EXERCISE REQUIREMENTS ▸ In the passage on myth, what did the Navaho call "the Way"?

*** Opening SOURCE PASSAGE ***

A still further step can and must be taken, however, before we shall have reached the bounds of the problem. Myth, as the psychoanalysts declare, is not a mess of errors; myth is a picture language. But the language has to be studied to be read. In the first place, this language is the native speech of dream. But in the second place, it has been studied, clarified, and enriched by the poets, prophets, and visionaries of untold millenniums. Dante, Aquinas, and Augustine, al-Ghazali and Mohammed, Zarathustra, Shankaracharya, Nagarjuna, and T'ai Tsung were not bad scientists making misstatements about the weather, or neurotics reading dreams into the stars, but masters of the human spirit teaching a wisdom of death and life. And the thesaurus of the myth-motifs was their vocabulary. They brooded on the state and way of man, and through their broodings came to wisdom; then teaching, with the aid of the picture-language of myth, they worked changes on the patterns of their inherited iconographies.

But not only in the higher cultures; even among the so-called primitives, priests, wizards, and visionaries interpret and reinterpret myth as symbolic of "the Way": "the Pollen Path of Beauty," as it was called, for example, among the Navaho. And this Way, congenial to the wholeness of man, is understood as the little portion of the great Way that binds the cosmos; for, as among the Babylonians, so everywhere, the crux of mythological teaching has always been that "an everlasting reiteration of unchanging principles and events takes place both in space and in time, in large as in small." ** The Way of the individual is the microcosmic reiteration of the Way of the All and of each. In this sense the reasonings of the sages are not only psychological but metaphysical. They are not easily grasped. And yet they are the subtle arguments that inform the iconographies of the world.

*** Closing SOURCE PASSAGE ***
*** Opening DATASET CONTENT ***

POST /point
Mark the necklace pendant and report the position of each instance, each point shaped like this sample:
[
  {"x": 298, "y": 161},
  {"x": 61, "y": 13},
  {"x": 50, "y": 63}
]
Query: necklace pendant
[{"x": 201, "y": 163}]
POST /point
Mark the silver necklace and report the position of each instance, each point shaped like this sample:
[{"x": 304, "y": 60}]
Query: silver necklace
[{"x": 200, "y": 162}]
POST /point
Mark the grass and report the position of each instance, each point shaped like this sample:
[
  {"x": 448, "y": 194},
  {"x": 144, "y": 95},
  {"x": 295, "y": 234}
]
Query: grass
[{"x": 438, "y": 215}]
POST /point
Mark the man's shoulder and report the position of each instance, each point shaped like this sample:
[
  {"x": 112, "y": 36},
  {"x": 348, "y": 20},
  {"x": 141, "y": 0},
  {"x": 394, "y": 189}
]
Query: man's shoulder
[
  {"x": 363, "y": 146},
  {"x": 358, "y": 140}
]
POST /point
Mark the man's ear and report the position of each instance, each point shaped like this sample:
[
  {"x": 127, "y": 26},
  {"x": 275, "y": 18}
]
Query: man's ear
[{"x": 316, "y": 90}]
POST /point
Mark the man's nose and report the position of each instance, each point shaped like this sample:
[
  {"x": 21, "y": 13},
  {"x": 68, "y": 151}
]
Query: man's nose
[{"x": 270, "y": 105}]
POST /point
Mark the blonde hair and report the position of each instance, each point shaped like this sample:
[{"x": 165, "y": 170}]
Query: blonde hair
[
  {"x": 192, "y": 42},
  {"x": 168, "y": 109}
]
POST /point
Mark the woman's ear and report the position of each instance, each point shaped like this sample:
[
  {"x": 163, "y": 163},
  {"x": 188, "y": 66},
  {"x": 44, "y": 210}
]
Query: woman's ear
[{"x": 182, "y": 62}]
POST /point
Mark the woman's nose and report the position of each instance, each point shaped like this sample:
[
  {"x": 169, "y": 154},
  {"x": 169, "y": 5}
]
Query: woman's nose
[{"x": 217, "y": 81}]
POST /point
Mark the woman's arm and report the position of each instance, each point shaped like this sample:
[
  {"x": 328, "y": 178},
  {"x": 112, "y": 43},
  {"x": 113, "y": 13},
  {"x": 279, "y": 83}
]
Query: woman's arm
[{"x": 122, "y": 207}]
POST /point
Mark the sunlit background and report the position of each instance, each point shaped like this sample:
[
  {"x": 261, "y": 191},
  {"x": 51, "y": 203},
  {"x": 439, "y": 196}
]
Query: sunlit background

*** Closing DATASET CONTENT ***

EXERCISE RESPONSE ▸ The Pollen Path of Beauty.